_Stated goal A_
Revise the listing from the line that has "point: the concrete" through the line that has "point: the potted", putting "flower pot" in place of "planter pot" and leaving everything else unchanged.

Start Source excerpt

Pretty Good Privacy (PGP) is a popular tool that encrypts and decrypts email sent over the Internet and provides cryptographic privacy and authentication for online communication. It becomes the most widely used email encryption protocol. What is PGP and how does it work? PGP encryption employs a combination of data compression, hashing, and public-key cryptography.
It also encrypts data transported over networks with symmetric and asymmetric keys. Pretty Good Privacy combines private-key and public-key cryptography capabilities.
Each stage employs a different algorithm, and each public key has a username and an email address linked with it. PGP was established in 1991 by Phil Zimmermann, a software engineer.
He was an anti-nuclear activist who desired a secure way to send data over the Internet. Zimmermann got into difficulty with the US government in 1993 because his encryption software, Pretty Good Privacy (PGP), crossed international borders and reached a large number of countries throughout the world, in violation of US export prohibitions.
PGP is based on a public key system, in which a recipient has a publicly known key — effectively a very long number — that senders use to encrypt emails they receive.

End Source excerpt

_Stated goal B_
Answer these questions about the PGP passage, each answer on its own line:
(i) What three things does PGP encryption combine?
(ii) In what year was PGP established, and by whom?
(iii) In what year did Zimmermann get into difficulty with the US government?

Start Listed records

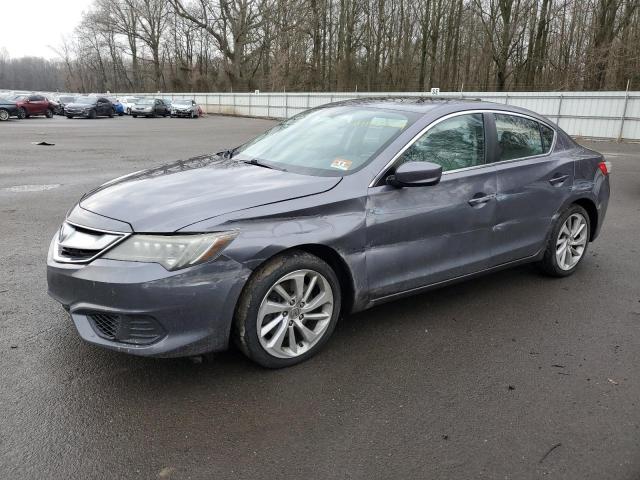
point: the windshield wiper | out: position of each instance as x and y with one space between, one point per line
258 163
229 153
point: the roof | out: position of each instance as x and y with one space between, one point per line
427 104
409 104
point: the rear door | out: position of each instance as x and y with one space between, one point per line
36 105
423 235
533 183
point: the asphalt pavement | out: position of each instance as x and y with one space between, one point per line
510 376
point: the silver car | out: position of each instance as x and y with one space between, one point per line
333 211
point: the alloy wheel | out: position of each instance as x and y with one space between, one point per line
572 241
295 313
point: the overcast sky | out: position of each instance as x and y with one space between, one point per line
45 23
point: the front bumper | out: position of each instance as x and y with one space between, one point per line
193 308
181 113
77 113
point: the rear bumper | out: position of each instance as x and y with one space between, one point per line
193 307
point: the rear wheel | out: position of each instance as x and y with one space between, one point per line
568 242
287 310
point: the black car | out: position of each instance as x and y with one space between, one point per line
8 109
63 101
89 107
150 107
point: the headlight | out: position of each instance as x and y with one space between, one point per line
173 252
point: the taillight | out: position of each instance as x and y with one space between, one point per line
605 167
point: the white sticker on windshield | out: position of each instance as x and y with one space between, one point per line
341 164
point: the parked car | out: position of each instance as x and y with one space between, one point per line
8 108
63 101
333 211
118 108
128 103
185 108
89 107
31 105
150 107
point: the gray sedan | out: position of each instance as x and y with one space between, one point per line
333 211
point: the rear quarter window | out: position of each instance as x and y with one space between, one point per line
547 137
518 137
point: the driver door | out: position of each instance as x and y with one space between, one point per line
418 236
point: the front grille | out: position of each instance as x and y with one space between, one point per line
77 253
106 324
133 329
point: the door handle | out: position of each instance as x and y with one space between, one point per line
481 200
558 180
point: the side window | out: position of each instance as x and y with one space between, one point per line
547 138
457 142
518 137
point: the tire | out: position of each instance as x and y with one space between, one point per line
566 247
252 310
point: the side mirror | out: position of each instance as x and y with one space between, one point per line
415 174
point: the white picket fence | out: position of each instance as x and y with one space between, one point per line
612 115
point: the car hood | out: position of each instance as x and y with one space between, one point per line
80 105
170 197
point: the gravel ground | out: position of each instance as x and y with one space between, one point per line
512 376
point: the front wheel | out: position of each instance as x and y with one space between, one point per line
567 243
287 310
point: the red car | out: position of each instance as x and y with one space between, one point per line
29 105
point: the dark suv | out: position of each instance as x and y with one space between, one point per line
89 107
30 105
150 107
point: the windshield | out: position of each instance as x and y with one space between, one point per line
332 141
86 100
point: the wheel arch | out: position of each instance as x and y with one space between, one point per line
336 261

End Listed records
Start Listed records

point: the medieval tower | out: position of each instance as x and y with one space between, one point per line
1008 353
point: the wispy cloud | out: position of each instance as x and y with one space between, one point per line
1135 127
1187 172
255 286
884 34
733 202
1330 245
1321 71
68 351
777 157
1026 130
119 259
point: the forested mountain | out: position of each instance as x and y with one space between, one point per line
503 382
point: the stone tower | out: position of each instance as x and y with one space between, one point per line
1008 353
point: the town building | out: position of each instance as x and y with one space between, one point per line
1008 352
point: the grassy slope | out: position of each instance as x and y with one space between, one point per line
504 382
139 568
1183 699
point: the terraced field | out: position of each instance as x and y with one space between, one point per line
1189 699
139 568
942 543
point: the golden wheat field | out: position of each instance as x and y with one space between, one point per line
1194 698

End Listed records
Start Listed records

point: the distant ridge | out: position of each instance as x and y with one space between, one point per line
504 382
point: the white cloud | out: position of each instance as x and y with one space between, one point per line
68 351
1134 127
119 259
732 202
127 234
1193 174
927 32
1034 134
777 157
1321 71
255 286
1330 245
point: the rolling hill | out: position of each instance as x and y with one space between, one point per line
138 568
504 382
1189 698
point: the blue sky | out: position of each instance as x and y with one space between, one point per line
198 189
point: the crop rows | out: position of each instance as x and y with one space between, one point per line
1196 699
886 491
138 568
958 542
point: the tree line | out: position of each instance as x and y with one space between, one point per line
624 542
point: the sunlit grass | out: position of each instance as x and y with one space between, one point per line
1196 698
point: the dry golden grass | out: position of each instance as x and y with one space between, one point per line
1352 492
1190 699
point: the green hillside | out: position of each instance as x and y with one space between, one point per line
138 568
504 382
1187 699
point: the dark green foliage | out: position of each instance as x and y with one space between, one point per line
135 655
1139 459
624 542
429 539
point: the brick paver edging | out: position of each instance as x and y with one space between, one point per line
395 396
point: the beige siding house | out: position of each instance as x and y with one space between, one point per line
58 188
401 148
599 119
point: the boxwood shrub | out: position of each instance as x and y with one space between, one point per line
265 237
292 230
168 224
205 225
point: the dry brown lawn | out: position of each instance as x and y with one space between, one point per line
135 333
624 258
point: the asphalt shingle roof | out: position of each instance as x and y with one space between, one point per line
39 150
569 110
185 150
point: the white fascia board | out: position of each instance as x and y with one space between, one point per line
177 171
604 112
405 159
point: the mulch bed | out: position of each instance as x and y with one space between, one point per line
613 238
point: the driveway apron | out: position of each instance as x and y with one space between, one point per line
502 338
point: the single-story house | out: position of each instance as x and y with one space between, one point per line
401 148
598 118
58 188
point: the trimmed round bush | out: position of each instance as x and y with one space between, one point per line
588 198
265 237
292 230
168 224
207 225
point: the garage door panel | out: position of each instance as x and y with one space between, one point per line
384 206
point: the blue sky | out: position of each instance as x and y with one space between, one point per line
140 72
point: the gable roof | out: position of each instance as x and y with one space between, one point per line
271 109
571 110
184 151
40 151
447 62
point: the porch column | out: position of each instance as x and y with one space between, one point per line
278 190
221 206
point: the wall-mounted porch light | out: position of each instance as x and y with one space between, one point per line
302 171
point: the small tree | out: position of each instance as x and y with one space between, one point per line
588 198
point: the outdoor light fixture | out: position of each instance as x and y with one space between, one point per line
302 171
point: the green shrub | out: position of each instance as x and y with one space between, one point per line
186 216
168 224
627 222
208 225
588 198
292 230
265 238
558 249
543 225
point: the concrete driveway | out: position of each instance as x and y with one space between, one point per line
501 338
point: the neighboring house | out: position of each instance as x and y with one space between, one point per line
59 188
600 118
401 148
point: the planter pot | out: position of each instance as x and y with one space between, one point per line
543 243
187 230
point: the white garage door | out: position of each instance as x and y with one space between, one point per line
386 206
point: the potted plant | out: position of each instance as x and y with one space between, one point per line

End Listed records

_Correct result A_
point: the concrete driveway | out: position of each instance as x and y with one space between, one point per line
501 338
point: the neighboring house | out: position of each instance as x and y with one space between, one point per line
59 188
600 118
401 148
point: the flower pot | out: position of each instance as x and y with one space between, one point per line
543 243
187 230
point: the white garage door | out: position of each instance as x and y with one space between, one point per line
386 206
point: the potted plant | out: position of each instance as x and y with one space between, one point per line

_Correct result B_
(i) Data compression, hashing, and public-key cryptography.
(ii) 1991, by Phil Zimmermann.
(iii) 1993.